== Description of the task ==
Retype word for word the line containing "Reviewer note: confirm that every instance of the distant" and each line that follows it in the records below, through the last one, with no pictures.

== Records supplied ==
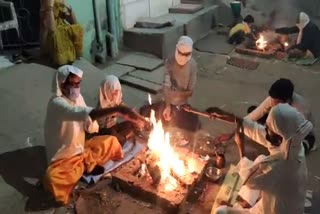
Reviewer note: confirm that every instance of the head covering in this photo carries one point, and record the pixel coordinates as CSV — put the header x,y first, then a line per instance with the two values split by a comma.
x,y
281,89
248,19
303,21
110,84
61,76
286,121
184,45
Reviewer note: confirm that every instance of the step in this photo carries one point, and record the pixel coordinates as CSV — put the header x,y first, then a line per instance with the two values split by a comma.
x,y
193,1
161,42
185,8
140,84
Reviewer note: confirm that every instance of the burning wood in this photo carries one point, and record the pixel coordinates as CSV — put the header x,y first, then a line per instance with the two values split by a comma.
x,y
261,43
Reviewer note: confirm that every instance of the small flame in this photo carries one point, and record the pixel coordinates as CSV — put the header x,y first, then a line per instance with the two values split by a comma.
x,y
261,43
149,99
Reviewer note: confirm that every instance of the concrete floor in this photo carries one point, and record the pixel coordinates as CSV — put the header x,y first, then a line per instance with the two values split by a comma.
x,y
25,90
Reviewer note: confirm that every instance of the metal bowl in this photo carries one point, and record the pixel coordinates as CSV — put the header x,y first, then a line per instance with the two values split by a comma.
x,y
213,173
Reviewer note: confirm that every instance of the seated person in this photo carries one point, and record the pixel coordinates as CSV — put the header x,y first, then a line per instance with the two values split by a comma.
x,y
178,86
67,120
285,167
110,95
308,37
241,30
282,91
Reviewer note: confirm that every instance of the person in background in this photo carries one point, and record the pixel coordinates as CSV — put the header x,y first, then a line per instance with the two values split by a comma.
x,y
282,91
308,37
240,31
178,86
285,167
110,95
61,36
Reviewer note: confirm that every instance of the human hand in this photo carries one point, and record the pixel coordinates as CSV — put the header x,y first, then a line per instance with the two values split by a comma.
x,y
216,112
167,113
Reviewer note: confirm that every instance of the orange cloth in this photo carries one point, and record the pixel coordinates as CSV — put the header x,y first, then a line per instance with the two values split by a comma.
x,y
62,175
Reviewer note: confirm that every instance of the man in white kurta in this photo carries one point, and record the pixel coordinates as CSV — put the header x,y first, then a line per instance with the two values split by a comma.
x,y
280,177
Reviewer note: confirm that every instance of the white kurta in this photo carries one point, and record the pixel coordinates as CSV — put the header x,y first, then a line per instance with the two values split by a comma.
x,y
65,126
281,177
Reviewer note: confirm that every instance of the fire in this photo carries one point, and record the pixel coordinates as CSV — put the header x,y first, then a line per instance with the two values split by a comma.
x,y
149,99
169,161
261,43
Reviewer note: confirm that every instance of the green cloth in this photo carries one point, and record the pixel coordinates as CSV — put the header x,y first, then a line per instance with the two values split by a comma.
x,y
236,8
307,61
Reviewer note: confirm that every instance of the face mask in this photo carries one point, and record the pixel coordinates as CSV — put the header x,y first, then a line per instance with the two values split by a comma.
x,y
275,140
181,60
73,93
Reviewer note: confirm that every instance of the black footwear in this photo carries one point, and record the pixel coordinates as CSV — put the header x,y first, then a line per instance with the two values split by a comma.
x,y
98,170
16,58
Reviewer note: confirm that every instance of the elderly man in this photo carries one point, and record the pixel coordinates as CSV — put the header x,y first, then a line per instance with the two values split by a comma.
x,y
282,91
67,120
178,86
308,37
285,167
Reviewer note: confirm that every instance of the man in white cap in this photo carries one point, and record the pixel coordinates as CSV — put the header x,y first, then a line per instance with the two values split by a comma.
x,y
284,171
308,37
67,120
179,81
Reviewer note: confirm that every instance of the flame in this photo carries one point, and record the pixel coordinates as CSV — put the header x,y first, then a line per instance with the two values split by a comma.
x,y
169,161
261,43
149,99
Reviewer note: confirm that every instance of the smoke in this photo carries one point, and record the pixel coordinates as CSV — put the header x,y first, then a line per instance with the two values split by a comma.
x,y
284,12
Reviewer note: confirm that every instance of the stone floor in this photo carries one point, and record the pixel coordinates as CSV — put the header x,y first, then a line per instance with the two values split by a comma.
x,y
26,88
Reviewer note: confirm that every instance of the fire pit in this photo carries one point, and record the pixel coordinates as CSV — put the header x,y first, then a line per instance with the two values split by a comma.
x,y
264,47
161,174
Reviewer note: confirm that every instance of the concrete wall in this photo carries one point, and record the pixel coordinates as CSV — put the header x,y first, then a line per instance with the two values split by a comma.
x,y
286,10
132,10
84,13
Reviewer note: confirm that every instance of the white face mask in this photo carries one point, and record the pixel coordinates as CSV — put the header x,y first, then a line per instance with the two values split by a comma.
x,y
181,59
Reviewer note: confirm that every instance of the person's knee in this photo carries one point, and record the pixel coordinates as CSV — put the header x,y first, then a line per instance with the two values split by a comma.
x,y
296,53
221,210
251,109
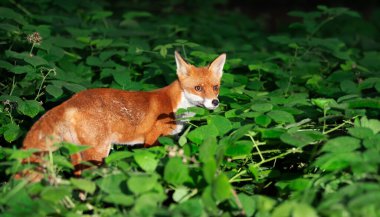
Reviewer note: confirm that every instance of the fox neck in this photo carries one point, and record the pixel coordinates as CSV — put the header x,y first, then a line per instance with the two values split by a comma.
x,y
179,101
178,96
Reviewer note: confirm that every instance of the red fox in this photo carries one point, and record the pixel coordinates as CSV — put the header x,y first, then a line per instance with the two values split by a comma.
x,y
101,117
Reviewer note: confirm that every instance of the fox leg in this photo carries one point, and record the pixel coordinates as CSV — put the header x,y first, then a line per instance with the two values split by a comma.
x,y
94,155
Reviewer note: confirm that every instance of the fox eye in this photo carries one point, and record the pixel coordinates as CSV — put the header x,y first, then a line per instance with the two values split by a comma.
x,y
198,88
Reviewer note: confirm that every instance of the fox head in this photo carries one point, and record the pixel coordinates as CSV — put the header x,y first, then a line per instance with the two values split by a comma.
x,y
200,85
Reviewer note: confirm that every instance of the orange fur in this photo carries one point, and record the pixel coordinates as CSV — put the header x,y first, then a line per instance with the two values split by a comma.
x,y
102,117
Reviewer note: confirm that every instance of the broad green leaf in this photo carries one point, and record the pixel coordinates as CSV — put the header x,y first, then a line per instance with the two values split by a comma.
x,y
8,13
73,148
209,169
248,204
190,208
176,173
341,144
55,91
349,87
84,184
36,61
207,149
262,107
30,108
22,69
208,201
284,209
263,120
239,148
55,194
364,103
180,194
119,199
272,133
323,103
113,183
146,160
139,184
221,123
281,117
202,132
12,132
360,132
302,138
221,188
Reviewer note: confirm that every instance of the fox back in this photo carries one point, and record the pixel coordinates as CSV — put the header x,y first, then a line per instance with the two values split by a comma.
x,y
101,117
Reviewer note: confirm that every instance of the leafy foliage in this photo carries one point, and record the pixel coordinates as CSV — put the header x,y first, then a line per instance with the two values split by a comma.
x,y
297,132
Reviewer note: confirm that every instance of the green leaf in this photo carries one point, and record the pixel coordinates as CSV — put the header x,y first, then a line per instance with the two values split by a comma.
x,y
271,133
11,14
338,161
207,149
248,204
117,156
84,184
372,124
221,188
190,208
364,103
281,117
139,184
239,148
360,132
221,123
209,169
180,194
30,108
35,61
146,160
55,91
323,103
262,107
302,138
202,132
263,120
112,183
55,194
349,87
119,199
341,145
176,173
22,69
74,148
20,154
12,132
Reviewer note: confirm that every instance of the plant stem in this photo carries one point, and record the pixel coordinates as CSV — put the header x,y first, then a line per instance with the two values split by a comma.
x,y
290,151
13,86
21,8
257,147
238,203
31,49
43,81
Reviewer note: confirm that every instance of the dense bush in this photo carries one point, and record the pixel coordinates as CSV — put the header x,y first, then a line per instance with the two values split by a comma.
x,y
297,134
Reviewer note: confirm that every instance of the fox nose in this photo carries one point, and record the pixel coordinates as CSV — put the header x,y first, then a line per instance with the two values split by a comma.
x,y
215,102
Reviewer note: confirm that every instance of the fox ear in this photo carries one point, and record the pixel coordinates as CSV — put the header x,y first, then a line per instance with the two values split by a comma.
x,y
217,65
182,66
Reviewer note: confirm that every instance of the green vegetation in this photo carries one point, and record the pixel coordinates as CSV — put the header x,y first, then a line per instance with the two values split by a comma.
x,y
297,132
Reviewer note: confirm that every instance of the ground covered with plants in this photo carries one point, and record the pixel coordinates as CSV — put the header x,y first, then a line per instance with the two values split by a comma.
x,y
297,133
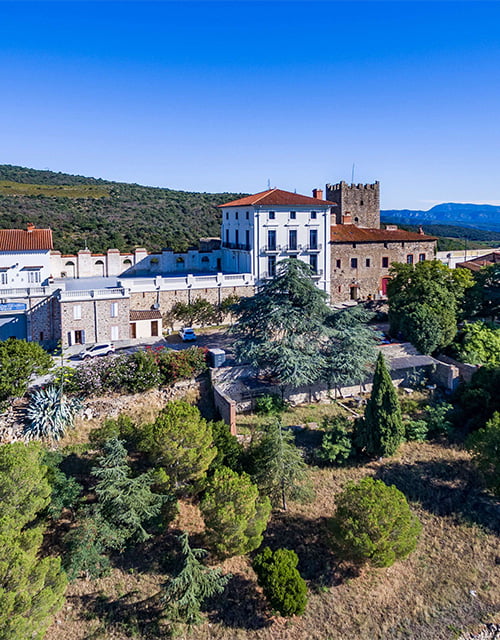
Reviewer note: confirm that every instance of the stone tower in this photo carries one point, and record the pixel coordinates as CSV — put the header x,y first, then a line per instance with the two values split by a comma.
x,y
359,201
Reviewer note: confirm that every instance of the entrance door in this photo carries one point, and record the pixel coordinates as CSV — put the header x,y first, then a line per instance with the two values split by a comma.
x,y
385,281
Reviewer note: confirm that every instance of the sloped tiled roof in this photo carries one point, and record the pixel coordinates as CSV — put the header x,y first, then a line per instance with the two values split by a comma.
x,y
147,314
277,197
475,264
352,233
23,240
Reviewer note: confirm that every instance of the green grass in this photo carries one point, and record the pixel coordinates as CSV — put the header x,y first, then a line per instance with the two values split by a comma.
x,y
9,188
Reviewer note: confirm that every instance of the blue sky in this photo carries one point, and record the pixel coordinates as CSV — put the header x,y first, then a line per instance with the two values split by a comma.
x,y
224,96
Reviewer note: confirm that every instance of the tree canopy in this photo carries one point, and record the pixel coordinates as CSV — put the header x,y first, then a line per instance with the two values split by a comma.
x,y
425,302
31,586
373,523
281,328
381,430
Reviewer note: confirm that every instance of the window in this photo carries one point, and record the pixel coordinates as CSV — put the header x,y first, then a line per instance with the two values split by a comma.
x,y
271,266
271,240
313,238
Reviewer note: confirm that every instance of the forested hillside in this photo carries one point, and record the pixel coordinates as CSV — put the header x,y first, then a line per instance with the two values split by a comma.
x,y
106,214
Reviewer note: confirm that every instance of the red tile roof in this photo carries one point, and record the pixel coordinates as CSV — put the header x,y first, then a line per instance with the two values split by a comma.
x,y
276,197
22,240
475,264
351,233
148,314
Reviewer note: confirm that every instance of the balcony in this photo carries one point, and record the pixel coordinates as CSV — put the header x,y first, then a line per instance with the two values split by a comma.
x,y
236,246
272,248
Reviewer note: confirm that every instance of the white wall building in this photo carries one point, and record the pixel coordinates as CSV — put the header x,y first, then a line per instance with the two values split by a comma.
x,y
260,230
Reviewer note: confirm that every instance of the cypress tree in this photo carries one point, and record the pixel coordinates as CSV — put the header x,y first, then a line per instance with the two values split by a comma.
x,y
381,431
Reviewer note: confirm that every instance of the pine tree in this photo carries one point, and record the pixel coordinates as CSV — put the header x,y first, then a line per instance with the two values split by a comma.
x,y
381,431
31,587
184,594
281,471
180,441
280,329
374,523
281,581
126,503
234,513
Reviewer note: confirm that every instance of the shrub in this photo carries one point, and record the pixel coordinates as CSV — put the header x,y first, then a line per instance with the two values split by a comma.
x,y
234,513
50,413
281,581
373,523
415,430
269,404
229,450
337,443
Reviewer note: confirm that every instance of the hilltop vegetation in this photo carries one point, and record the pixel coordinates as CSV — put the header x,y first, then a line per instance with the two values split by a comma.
x,y
106,214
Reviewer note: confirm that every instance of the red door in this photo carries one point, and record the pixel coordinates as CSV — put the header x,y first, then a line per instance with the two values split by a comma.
x,y
385,281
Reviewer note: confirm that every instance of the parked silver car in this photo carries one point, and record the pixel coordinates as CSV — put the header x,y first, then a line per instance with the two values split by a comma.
x,y
97,350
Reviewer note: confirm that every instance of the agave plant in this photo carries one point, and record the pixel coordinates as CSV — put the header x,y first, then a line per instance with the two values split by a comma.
x,y
50,413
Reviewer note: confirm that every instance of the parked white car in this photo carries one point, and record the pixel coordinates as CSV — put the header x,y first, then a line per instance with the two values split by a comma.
x,y
97,350
187,334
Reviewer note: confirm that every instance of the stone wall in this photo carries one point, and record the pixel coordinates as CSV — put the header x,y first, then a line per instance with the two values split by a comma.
x,y
361,201
366,278
96,320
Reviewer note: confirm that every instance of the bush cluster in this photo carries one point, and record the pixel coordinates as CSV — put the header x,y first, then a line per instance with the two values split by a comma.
x,y
137,372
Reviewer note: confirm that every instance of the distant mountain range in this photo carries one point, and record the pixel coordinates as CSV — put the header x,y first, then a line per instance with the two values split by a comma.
x,y
479,216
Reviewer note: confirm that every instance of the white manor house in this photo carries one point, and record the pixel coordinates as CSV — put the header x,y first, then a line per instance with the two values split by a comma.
x,y
87,298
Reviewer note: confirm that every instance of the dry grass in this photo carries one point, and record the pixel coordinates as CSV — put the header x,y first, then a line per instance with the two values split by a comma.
x,y
449,584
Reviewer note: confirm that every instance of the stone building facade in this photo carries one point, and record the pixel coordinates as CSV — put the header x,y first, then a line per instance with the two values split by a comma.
x,y
359,201
361,259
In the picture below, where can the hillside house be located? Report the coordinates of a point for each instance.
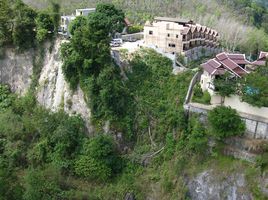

== Finished exercise ==
Reviewer note: confirm that every instance of the distant mountain range in this photo carries one point, and record the pixel coordinates as CSV — put the header x,y first, then a line per instance with the two values split by a comma.
x,y
479,216
Reviewer note: confirm that every instance of the white manor house in this photo carries one point, and record the pixel coordinates as CSV — put the header x,y first, then a line per instance with the two values split by a comma.
x,y
87,298
Reviewer note: confirm that every instance of the dry grass in this photo carries one point, and record the pixel coordinates as CSV — put the header x,y first, then a line per instance with the two values split by a comma.
x,y
449,584
Reviewer note: confirm that every instance of the stone building facade in this photo carries one point, and record the pixel coordinates as CSV — put the header x,y first, then a line per instance with the two values split by a comma.
x,y
359,201
361,259
In the picture below, where can the hillside house be located? Report the coordinates of a point for each instance.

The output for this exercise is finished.